» **Aim of the exercise**: Write out all of the material below again with every request line unchanged. Multiply each coordinate in the answer points by 0.8, rounding to the nearest whole number with halves going up, and leave the pictures out.

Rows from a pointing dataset

— begin —

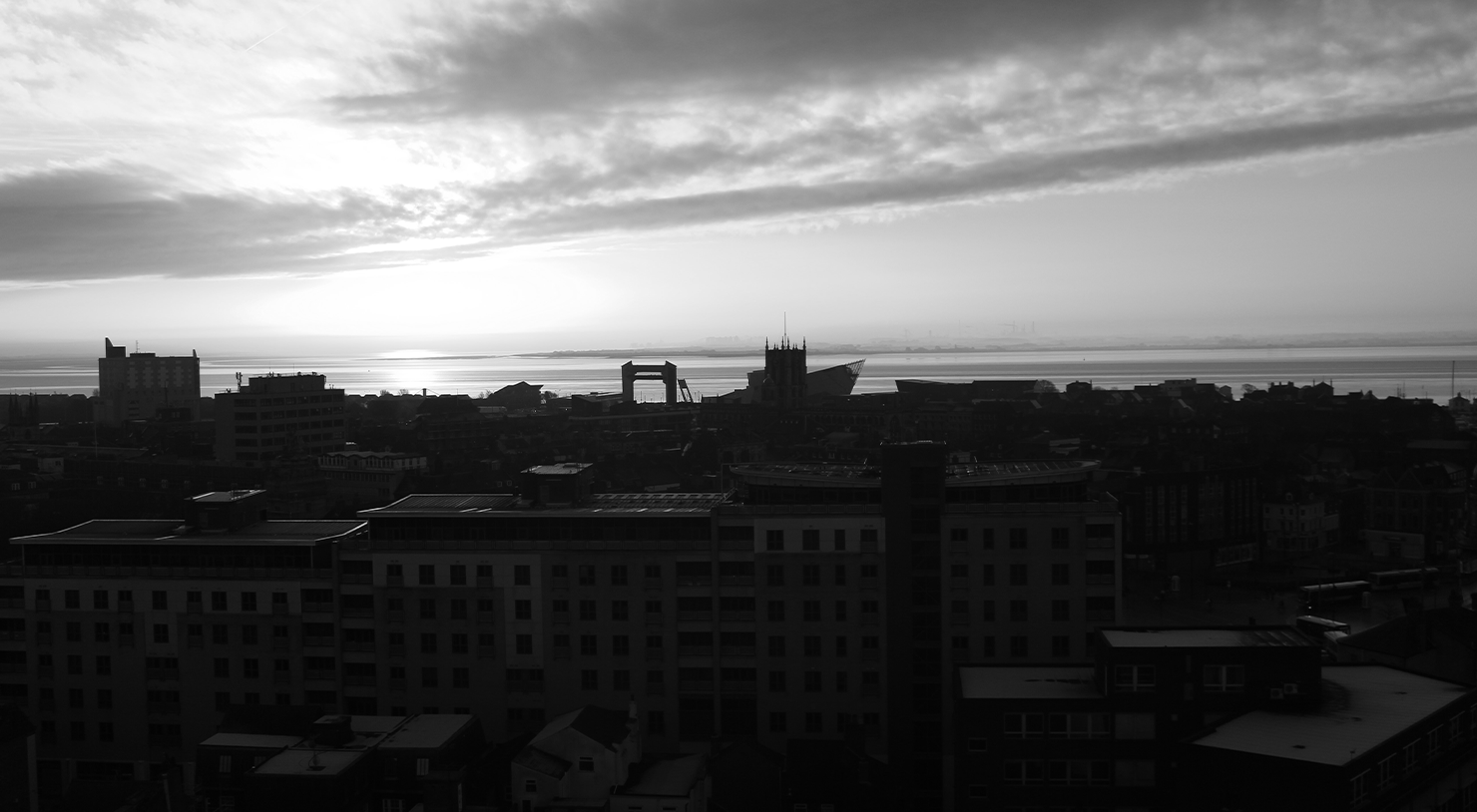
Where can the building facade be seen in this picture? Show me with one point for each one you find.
(136, 387)
(279, 415)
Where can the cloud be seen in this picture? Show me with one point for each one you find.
(344, 144)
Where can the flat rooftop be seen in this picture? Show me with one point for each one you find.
(1027, 682)
(261, 741)
(494, 504)
(1362, 707)
(425, 731)
(1239, 636)
(306, 760)
(286, 532)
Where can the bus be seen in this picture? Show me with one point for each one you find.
(1403, 579)
(1316, 596)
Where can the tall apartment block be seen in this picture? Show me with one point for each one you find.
(136, 387)
(814, 602)
(279, 415)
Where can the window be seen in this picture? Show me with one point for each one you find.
(1225, 679)
(1101, 609)
(1133, 678)
(1061, 538)
(774, 541)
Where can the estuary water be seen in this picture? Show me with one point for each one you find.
(1385, 371)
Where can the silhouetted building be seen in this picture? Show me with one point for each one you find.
(136, 387)
(279, 415)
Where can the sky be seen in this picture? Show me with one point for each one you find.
(606, 173)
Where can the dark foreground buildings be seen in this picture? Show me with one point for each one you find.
(815, 602)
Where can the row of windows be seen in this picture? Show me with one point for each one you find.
(774, 541)
(160, 600)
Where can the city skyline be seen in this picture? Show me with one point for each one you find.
(647, 172)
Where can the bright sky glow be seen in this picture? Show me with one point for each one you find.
(642, 170)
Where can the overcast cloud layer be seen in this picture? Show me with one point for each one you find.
(228, 139)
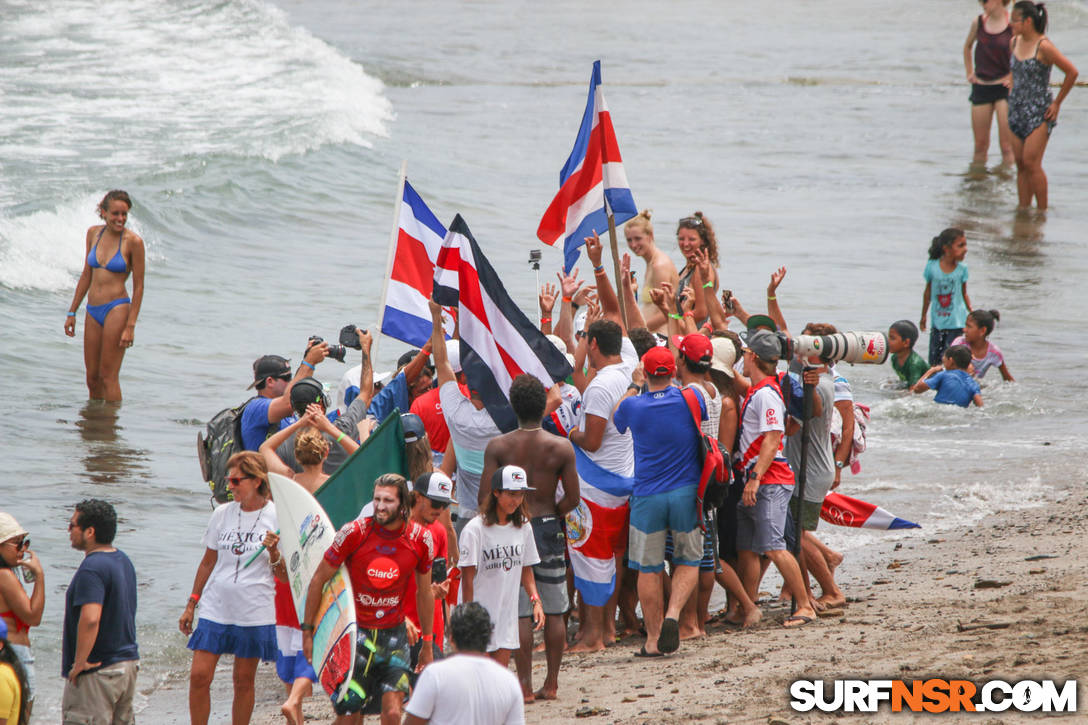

— end —

» **Written reply**:
Where can the building facade be seen in this picture? Show me with one point for each one you find.
(109, 310)
(223, 332)
Where can the cloud be seen in this picture? Show me with one point for each one you find.
(275, 115)
Where can the flat rooftop be seen in this picture? Show me with one point for each one you find.
(822, 546)
(209, 593)
(395, 403)
(1090, 566)
(340, 585)
(991, 509)
(245, 608)
(229, 426)
Where can the bus be seen in this picture? Show me with one point for each one you find.
(1122, 463)
(1053, 477)
Where can the tall apartment block be seen in this picture? Show me with one point for each one you find.
(109, 310)
(651, 482)
(223, 332)
Where can the window be seen in this picture? Show me with one point for each one you find.
(980, 543)
(881, 487)
(906, 542)
(849, 430)
(619, 433)
Where can the estuary water be seen in this picture? Show me with one point for each one you find.
(1108, 297)
Where can the silhouetted building be seen in this picture? Show me with one point for each one you find.
(109, 310)
(223, 332)
Where can the sky be seen in this picture? Show me with one point for each one you find.
(485, 138)
Where can the dark foreground buildings be seen in this picture? Show me with one point for each one you find.
(652, 482)
Where can the row of windows be seen in this picture? Show me with one point for each one you find.
(619, 433)
(128, 480)
Where can the city skyline be seen in this picture? Show me with one point for each one you find.
(518, 138)
Where can the bright sky glow be seen in this picture? Show me with one point for each one you find.
(514, 136)
Where can the overcast cloud layer be seen in this picture? Show me with one point for each one you find.
(182, 111)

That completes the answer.